### Your tasks
A. In the pandas CSV question, how many column headers does the data file have?
B. Print the pandas CSV question starting at "validate_csv_std(file)" and ending at "validate_csv_pandas_by_casting(file)".
C. Carry on the pandas CSV question from the point where it ends.

### Document extract
──────────────────────────────

6

I'm new to Python and to Pandas, and I am desperately trying to understand how or why this is happening.

I have a CSV file with some data, which has some rows which have extra commas , which are not escaped. So there are 4 column headers, but some rows have 5 fields due to the improperly escaped commas ,.

data.csv:

Index,First Name,Middle Name,Last Name
1,Mr. Al\, B.,grüBen,Johnson
2,"Mr. Al\, B.",grüBen,Johnson
3,\"Mr. Al\, B.\",grüBen,Johnson
4,Mr. Al\, B.,grüBen,Johnson

I want to read this CSV directly into a Panda dataframe. My expectation is that Panda should throw or warn me about the data being inconsistent with the header column, but instead it does a very strange thing where it seems to drop the first values in each row, which would have been the index. The code and output will illustrate better than I can with words.

main.py:

import csv
import pandas as pd


def main():
    file = "data.csv"
    print_block("Read STD/CSV")
    read_csv_std(file)
    print_block("Validate STD/CSV")
    validate_csv_std(file)
    print_block("Read PANDAS default")
    read_csv_pandas(file)
    print_block("Read PANDAS with provided headers")
    read_csv_pandas_with_provided_headers(file)
    print_block("Read PANDAS with pyarrow engine")
    read_csv_pandas_with_pyarrow_engine(file)
    print_block("Validate PANDAS by type casting")
    validate_csv_pandas_by_casting(file)


def print_block(text):
    print(f"====== {text} ======")


def read_csv_std(path):
    with open(path, newline="") as file:
        reader = csv.reader(file)
        for i, row in enumerate(reader):
            print(f"i={i}, len={len(row)} -> {row}")


def validate_csv_std(path):
    with open(path, newline="") as file:
        reader = csv.reader(file)
        headers = next(reader)
        num_columns = len(headers)
        for i, row in enumerate(reader, start=1):
            if len(row) != num_columns:
                print(
                    f"i={i} - ❌ - expected {num_columns} fields, saw {len(row)} -> {row}"
                )
            else:
                print(f"i={i} - ✅ - expected {num_columns} fields, saw {len(row)}")


def read_csv_pandas(path):
    df = pd.read_csv(
        path,
        on_bad_lines="error",  # does nothing whether 'warn' or 'skip' - silently moves the columns around - see logs
    )
    headers = df.columns.to_list()
    print(f"i=0, len={len(headers)} -> {headers}")
    for i, row in df.iterrows():
        values = row.tolist()
        print(f"i={i}, len={len(values)} -> {values}")


def read_csv_pandas_with_provided_headers(path):
     with open(path, newline="") as file:
        reader = csv.reader(file)

──────────────────────────────

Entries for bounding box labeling
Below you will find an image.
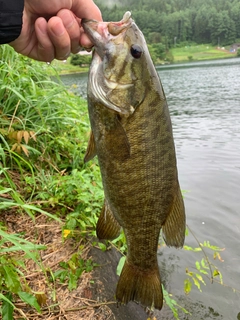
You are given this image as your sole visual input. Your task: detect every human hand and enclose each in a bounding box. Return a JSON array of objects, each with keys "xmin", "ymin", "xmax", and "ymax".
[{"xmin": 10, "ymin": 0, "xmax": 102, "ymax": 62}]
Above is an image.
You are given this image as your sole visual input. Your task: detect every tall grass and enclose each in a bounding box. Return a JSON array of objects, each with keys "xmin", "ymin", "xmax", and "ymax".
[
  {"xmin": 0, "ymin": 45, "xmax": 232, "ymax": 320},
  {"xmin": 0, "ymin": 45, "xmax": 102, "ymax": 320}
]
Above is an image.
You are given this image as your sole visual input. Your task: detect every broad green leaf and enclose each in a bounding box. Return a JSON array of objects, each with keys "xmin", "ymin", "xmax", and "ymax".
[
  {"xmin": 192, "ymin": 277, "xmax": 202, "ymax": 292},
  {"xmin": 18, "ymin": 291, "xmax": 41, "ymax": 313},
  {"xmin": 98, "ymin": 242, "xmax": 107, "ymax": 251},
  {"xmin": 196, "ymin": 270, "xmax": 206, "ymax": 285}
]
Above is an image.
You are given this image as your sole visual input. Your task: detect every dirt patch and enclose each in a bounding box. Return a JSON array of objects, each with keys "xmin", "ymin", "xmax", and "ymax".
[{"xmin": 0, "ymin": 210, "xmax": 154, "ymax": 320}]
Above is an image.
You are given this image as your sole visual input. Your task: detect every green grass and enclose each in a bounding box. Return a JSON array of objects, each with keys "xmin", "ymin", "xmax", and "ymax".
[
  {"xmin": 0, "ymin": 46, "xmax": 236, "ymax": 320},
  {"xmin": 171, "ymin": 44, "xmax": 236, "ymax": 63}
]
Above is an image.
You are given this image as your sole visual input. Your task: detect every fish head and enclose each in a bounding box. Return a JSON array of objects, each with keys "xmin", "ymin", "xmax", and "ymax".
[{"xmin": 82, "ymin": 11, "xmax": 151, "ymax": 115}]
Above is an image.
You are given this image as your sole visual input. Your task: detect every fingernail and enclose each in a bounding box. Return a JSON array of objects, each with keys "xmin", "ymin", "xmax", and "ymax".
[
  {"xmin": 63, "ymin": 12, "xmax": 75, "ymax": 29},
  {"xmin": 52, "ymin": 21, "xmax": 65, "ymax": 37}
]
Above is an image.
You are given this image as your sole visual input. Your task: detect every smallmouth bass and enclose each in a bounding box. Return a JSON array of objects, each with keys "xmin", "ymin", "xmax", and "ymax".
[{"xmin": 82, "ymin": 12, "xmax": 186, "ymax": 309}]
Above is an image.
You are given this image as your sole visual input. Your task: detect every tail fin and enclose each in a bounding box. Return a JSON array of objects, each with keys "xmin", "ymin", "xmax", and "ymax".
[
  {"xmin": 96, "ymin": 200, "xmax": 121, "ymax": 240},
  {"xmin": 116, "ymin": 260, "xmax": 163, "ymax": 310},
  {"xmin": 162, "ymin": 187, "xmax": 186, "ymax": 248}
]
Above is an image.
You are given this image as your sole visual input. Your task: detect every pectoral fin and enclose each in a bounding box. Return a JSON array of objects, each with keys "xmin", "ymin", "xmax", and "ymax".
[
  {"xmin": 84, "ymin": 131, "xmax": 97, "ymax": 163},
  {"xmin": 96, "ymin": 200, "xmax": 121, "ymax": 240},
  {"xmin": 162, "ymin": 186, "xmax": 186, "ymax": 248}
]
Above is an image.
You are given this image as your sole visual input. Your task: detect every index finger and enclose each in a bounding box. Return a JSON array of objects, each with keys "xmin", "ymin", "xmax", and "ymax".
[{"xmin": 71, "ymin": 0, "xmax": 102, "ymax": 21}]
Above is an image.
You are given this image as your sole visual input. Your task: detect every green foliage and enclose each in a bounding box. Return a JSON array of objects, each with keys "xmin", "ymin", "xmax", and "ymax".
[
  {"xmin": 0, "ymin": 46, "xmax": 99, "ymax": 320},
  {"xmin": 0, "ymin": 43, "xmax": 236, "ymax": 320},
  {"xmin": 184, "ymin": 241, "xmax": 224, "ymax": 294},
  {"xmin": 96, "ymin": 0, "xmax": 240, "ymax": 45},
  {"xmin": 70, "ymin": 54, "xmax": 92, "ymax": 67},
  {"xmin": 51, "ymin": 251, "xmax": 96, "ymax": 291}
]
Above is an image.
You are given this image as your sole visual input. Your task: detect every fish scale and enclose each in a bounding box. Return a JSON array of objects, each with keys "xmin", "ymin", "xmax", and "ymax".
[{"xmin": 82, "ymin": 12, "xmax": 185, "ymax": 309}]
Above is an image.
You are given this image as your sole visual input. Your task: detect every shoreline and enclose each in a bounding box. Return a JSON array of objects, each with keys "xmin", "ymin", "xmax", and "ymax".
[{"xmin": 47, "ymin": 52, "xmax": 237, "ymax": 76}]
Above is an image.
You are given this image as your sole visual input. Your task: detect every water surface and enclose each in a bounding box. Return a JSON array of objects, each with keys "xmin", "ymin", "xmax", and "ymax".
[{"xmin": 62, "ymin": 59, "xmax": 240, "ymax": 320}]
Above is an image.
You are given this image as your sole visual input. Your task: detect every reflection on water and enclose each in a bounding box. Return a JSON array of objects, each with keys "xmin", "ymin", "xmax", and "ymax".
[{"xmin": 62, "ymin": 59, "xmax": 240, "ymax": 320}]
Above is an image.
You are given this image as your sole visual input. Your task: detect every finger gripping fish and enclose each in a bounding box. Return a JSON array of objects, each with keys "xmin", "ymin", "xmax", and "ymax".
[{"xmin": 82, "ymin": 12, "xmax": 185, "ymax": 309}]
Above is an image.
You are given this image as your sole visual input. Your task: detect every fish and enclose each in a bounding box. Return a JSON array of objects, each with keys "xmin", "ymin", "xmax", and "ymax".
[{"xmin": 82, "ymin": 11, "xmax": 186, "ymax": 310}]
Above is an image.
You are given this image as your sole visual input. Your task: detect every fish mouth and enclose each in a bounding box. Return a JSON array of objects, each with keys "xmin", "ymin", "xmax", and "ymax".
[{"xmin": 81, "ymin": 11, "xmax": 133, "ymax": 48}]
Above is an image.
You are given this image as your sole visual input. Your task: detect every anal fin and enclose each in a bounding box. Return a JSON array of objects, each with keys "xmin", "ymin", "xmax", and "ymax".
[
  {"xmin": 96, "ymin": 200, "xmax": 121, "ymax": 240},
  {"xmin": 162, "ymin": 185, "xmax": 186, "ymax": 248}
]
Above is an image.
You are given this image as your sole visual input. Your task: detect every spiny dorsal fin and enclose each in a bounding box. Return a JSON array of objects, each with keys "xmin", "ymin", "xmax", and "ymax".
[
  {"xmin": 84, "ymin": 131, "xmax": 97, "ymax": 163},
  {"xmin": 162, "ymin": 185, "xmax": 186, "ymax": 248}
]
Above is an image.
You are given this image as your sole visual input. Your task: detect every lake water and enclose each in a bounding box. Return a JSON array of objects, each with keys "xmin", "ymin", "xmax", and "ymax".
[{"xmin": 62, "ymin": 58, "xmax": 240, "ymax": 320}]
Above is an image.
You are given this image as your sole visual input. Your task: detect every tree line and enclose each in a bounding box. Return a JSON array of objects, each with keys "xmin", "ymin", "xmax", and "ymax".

──────────────────────────────

### Task answers
A. Four.

B.
validate_csv_std(file)
    print_block("Read PANDAS default")
    read_csv_pandas(file)
    print_block("Read PANDAS with provided headers")
    read_csv_pandas_with_provided_headers(file)
    print_block("Read PANDAS with pyarrow engine")
    read_csv_pandas_with_pyarrow_engine(file)
    print_block("Validate PANDAS by type casting")
    validate_csv_pandas_by_casting(file)

C.
        headers = next(reader)
        print(f"i=0, len={len(headers)} -> {headers}")
        df = pd.read_csv(
            path,
            names=headers,  # works but we end have to read the csv upfront, and the column ends up as a row in the df
            on_bad_lines="skip",
        )
        for i, row in df.iterrows():
            values = row.tolist()
            print(f"i={i}, len={len(values)} -> {values}")


def read_csv_pandas_with_pyarrow_engine(path):
    df = pd.read_csv(
        path,
        engine="pyarrow",  # this gives the desired result, but not fully sure of the implications of switching
        on_bad_lines="skip",
    )
    headers = df.columns.to_list()
    print(f"i=0, len={len(headers)} -> {headers}")
    for i, row in df.iterrows():
        values = row.tolist()
        print(f"i={i}, len={len(values)} -> {values}")


def validate_csv_pandas_by_casting(path):
    pd.read_csv(
        path,
        converters={ "Index": validated_int },
    )


def validated_int(x: str) -> int:
    return int(x)  # pandas will raise a ValueError if this isn't an int


main()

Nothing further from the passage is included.